_Travail demandé_: Transcrivez à l'identique l'ensemble des lignes qui suivent, en omettant les images.

_Données d'entrée_:
_ _ _ _ _ _ _

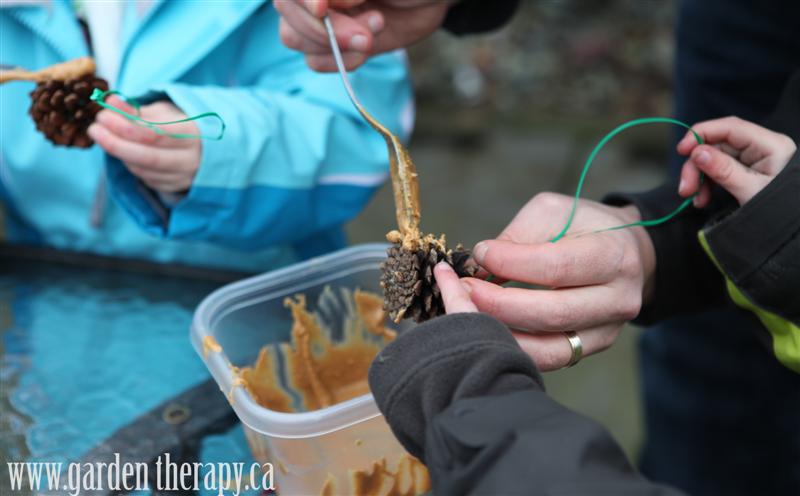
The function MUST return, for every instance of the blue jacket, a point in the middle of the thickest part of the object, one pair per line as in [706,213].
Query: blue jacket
[296,162]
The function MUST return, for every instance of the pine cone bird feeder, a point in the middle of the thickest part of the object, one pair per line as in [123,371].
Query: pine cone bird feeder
[60,104]
[409,287]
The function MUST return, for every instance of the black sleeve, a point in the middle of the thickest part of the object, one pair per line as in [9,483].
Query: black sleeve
[758,245]
[460,394]
[686,279]
[479,16]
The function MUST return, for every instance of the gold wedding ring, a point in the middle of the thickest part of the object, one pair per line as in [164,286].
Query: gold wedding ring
[576,345]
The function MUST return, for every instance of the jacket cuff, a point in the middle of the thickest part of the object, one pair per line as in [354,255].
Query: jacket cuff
[756,246]
[430,366]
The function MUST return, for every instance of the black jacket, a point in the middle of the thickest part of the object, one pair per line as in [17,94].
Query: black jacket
[756,247]
[460,394]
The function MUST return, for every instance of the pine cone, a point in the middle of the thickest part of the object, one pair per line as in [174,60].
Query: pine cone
[62,110]
[409,287]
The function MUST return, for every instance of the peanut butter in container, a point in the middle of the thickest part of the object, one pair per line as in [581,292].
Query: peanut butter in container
[291,350]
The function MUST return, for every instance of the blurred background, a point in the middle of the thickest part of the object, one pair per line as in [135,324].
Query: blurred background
[501,117]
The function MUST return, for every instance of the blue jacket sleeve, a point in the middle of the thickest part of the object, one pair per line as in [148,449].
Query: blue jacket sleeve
[296,158]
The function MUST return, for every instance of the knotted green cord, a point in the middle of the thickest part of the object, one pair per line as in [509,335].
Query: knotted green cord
[597,148]
[99,96]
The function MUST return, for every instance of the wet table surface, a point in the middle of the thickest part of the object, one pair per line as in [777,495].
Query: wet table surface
[84,352]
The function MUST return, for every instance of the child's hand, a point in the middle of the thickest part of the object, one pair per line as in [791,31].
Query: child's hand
[165,164]
[740,156]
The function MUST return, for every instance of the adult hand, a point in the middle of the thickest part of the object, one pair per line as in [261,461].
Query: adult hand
[740,156]
[454,294]
[165,164]
[363,27]
[593,283]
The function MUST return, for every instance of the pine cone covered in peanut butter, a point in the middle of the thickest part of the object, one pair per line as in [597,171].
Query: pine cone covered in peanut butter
[409,288]
[63,111]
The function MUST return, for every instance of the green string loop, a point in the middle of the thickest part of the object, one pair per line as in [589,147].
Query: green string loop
[99,96]
[597,148]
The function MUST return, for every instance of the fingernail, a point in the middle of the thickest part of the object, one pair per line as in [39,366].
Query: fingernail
[375,23]
[358,43]
[479,253]
[703,157]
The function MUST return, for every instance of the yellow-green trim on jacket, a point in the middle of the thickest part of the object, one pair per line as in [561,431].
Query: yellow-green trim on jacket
[785,334]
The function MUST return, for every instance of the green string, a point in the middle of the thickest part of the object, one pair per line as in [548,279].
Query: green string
[597,148]
[585,171]
[99,96]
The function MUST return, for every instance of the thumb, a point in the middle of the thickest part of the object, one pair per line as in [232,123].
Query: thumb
[740,181]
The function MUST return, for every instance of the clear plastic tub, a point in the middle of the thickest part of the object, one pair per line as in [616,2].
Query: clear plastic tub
[304,448]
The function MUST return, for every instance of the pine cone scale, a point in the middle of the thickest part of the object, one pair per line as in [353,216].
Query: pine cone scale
[62,110]
[410,289]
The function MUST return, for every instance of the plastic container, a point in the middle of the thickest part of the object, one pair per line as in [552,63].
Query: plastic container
[304,448]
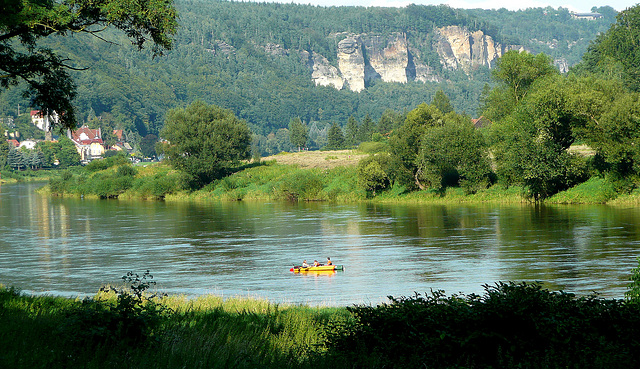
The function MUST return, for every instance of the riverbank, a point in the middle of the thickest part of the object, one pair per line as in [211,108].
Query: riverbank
[329,176]
[11,176]
[510,325]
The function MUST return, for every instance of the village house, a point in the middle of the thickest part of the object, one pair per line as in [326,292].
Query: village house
[43,122]
[88,143]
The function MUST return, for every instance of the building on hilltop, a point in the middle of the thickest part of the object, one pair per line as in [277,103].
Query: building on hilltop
[587,16]
[88,143]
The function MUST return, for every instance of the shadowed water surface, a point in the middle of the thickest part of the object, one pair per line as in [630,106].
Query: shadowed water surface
[73,246]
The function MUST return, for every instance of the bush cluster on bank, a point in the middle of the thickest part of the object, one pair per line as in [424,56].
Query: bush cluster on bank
[510,326]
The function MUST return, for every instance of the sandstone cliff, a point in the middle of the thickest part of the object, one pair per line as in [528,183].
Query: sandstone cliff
[362,58]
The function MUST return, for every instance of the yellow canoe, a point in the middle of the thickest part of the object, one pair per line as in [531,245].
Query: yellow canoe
[321,268]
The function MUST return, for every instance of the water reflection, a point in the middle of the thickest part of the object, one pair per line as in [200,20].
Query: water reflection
[72,246]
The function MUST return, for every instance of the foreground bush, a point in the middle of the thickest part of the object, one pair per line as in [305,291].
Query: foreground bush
[510,326]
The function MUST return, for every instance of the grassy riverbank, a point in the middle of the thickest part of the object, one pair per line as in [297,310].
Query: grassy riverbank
[306,176]
[509,326]
[12,176]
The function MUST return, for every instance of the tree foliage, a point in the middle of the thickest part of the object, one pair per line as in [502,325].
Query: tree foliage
[298,133]
[454,154]
[24,23]
[615,54]
[205,141]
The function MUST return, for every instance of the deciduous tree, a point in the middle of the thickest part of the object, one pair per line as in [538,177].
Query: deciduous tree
[205,141]
[298,133]
[23,23]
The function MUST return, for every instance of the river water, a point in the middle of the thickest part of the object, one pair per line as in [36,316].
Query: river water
[71,247]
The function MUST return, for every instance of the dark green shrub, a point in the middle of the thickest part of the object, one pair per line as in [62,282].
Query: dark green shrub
[511,325]
[134,318]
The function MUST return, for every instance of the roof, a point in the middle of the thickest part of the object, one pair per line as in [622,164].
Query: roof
[86,136]
[118,134]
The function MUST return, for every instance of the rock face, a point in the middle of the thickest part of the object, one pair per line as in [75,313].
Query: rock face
[460,49]
[322,72]
[362,58]
[388,57]
[351,62]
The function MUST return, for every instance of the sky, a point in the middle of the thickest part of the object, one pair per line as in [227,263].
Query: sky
[581,6]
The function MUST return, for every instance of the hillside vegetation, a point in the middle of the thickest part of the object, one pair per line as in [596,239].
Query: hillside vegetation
[221,56]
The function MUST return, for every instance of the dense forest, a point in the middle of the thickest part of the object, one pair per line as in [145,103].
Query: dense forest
[221,56]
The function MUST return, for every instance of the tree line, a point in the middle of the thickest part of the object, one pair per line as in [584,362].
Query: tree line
[218,56]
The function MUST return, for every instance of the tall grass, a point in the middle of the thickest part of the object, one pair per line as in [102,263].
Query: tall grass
[207,332]
[286,183]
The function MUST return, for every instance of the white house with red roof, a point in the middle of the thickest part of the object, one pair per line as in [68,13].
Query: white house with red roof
[42,121]
[88,143]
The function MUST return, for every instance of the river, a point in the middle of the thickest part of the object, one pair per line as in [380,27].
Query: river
[71,247]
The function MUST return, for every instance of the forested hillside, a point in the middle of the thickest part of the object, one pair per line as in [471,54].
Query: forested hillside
[253,58]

_ _ _ _ _ _ _

_Solution_:
The function MUST return, for every instance of the blue jacket, a point in the middle of the thickest part of the object, one pair per line as in [706,213].
Query: blue jacket
[296,162]
The function MUST return, for every instance of the pine cone bird feeder, a point in the middle of the thickest part of the object, one pair per line as in [123,371].
Query: pine cone bird feeder
[60,104]
[409,287]
The function MUST return, for every instance of the black sleeve, a point in the middle of the thickest part of the object, one pair per line as in [9,483].
Query: black sleeve
[758,245]
[460,394]
[686,279]
[479,16]
The function MUST return, for every instance of the gold wedding ring, a point in the middle of the thickest part of the object, one pair per line as in [164,286].
Query: gold wedding ring
[576,345]
The function MUST return, for every instance of the jacket cuff, a point in the middle of the thickest part of the object, one pair per line as in [354,255].
Query: jacket cuff
[756,246]
[430,366]
The function MUST return, for every instance of the black jacket, a point in the middle of the thickest part of the object, one pair per line as in [17,94].
Query: black jacket
[756,247]
[460,394]
The function MUST return, for every instance of the pine cone, a point in the middle of the thickest part of the object, one pair per line as in [174,60].
Query: pine cone
[62,110]
[409,287]
The function MUST return, for every instance of the peanut butter in container, a point in the middle of the thickest part of the object, one pair per line as in [581,292].
Query: peanut butter in container
[291,350]
The function MUST return, for every instance of the blurred background, a point in the middle of the thickest part of the object, one pair per line as in [135,324].
Query: blurred background
[501,117]
The function MUST return, for every instance of the blue jacket sleeve, a point in the middle of the thickest part of the object, one pair per line as in [148,449].
Query: blue jacket sleeve
[296,158]
The function MUST return, for every instance of the knotted green cord, a point in the middle of the thickest part of the object, one pair per line as in [509,335].
Query: knotted green cord
[597,148]
[99,96]
The function MUST return, for every instance of the wet table surface, a point in the middle of the thickest part of the object, one pair per line as in [777,495].
Query: wet table surface
[84,352]
The function MUST return, for every instance of the child's hand, a point in the middle of the thickest part of the object, one pair per line as in [791,31].
Query: child's hand
[165,164]
[740,156]
The function MUST return, for every instance of the adult hand, a point in the middle of the thickest part of the object, one pair per line as in [261,461].
Query: adult hand
[740,156]
[454,294]
[165,164]
[363,27]
[593,283]
The function MUST return, for every instance of the pine cone covered in peanut butter, a point in the middle of the thickest part of the object, one pair per line as in [597,171].
Query: pine cone covered in peanut butter
[409,288]
[63,111]
The function MUST return, for every instance of the green string loop, a point in the middle of the thickest part of the object, one pair per line as in [589,147].
Query: green string loop
[99,96]
[597,148]
The function MUST return, for every instance of the fingernail, a point in the middle of the thickest part of the object, one pair per line as in [39,366].
Query: fingernail
[375,23]
[358,43]
[479,253]
[703,157]
The function MUST return, for every instance of the yellow-green trim on jacket, a point in the middle of the thickest part of the object, one pair per line as in [561,431].
Query: yellow-green trim on jacket
[785,334]
The function MUST return, for every instance of the green string, a point in the middle of the thickest part of the object, one pair per line as in [548,279].
Query: green string
[597,148]
[585,171]
[99,96]
The function MUST return, for every instance of the thumb, a point in the middle of the thickest part of the object, one pair per line as in [232,123].
Query: thumb
[740,181]
The function MUST return, for every instance of the clear plastic tub, a point in the middle of the thickest part of the object, one pair per line as in [616,2].
Query: clear plastic tub
[304,448]
The function MUST return, for every instance of the pine cone scale, a point in the middle of the thickest part of the object, one pair per line as in [353,216].
Query: pine cone scale
[62,110]
[410,289]
The function MUST return, for every instance of the plastic container, a point in the middle of the thickest part of the object, one pair per line as in [552,63].
Query: plastic container
[304,448]
The function MUST return, for every instance of the riverbank, a point in the middle of the thickest part of the object, one pair per line as in [211,108].
Query: riverbank
[329,176]
[11,176]
[510,325]
The function MUST return, for every instance of the village house, a point in the middle of the thickest part of the object, one pair per line as in [326,292].
Query: village house
[43,122]
[88,143]
The function MUST return, for every instance of the building on hilltop, a point in the middle of the thickest part of the object, one pair per line as in [277,103].
Query: building on hilltop
[587,16]
[88,143]
The function MUST return, for every instance of the shadowed water surface, a point in the middle of the thickest part of the object, one pair per line as in [630,106].
Query: shadowed water surface
[73,246]
The function MUST return, for every instance of the bush cluster on bank, a point in the middle of the thickest part of the object, one pair per line as in [424,56].
Query: bush cluster on bank
[510,326]
The function MUST return, for every instance of the sandstone cliff, a point in the middle of the thickest part of the object, one pair per line as in [528,183].
Query: sandstone cliff
[362,58]
The function MUST return, for every instance of the yellow canoe, a point in the middle of the thickest part of the object, one pair per line as in [531,245].
Query: yellow canoe
[321,268]
The function MUST return, for every instance of the water reflection, a point in the middle of the thickest part of the object, one pair per line as in [200,20].
Query: water reflection
[72,246]
The function MUST return, for every instance of the foreground bush, a point in the middle of the thickest part of the object, one pair per line as in [305,291].
Query: foreground bush
[510,326]
The function MUST return, for every instance of the grassy riverbank, a point in the middle of the thickest part of the object, one pair per line as in [297,310].
Query: grassy riverbank
[306,176]
[509,326]
[12,176]
The function MUST return, for every instance of the tree foliage, a point in the middle of the thickest part of the object, one pair per line as in [502,325].
Query: tree foliage
[298,133]
[454,154]
[24,23]
[615,54]
[205,141]
The function MUST return, for every instance of the deciduous tree, a point in the middle of the thickest part of the object, one pair per line as in [538,177].
Query: deciduous tree
[205,141]
[298,133]
[23,23]
The function MUST return, for every instance of the river water, a point in the middle of the thickest part of the object, one pair per line as in [36,316].
Query: river water
[71,247]
The function MUST return, for every instance of the dark green shrub, a point in the middle of the thickest part of the object, one pair per line as in [62,282].
Query: dark green shrub
[511,325]
[134,318]
The function MUST return, for every instance of the roof, a point in the middle of the thickest part of the object, one pair per line as in [622,164].
Query: roof
[86,136]
[118,134]
The function MUST return, for every instance of the rock face, a point in the middle of the thickest part of the object, one pair per line as in [75,313].
Query: rock face
[460,49]
[322,72]
[362,58]
[388,57]
[351,62]
The function MUST return, for every instance of the sky, a point in the middle of the thickest part of the object, one pair per line as in [227,263].
Query: sky
[581,6]
The function MUST return, for every instance of the hillside vegetation, a point in the middle of the thickest part of the object, one pair per line as in [596,239].
Query: hillside vegetation
[221,56]
The function MUST return, for every instance of the dense forest, a point in the middle of the thickest part of the object, one pair per line as in [145,103].
Query: dense forest
[221,56]
The function MUST return, for every instance of the tree line, a point in the middle of the thickest part of the object, one pair per line as in [584,362].
Query: tree line
[218,56]
The function MUST return, for every instance of the tall grass, a point in the middle of the thickest part of the object, one pair per line as in [102,263].
Query: tall grass
[207,332]
[286,183]
The function MUST return, for every instance of the white house with red roof, a point in the middle of the thickest part of the object, one pair per line as in [68,13].
Query: white house with red roof
[42,121]
[88,143]
The function MUST return, for every instance of the river, a point in the middle of the thickest part of the object, one pair per line as in [380,27].
Query: river
[71,247]
The function MUST return, for every instance of the forested hillside, a point in the middle of the thickest part of the object, one pair per line as in [471,54].
Query: forested hillside
[253,58]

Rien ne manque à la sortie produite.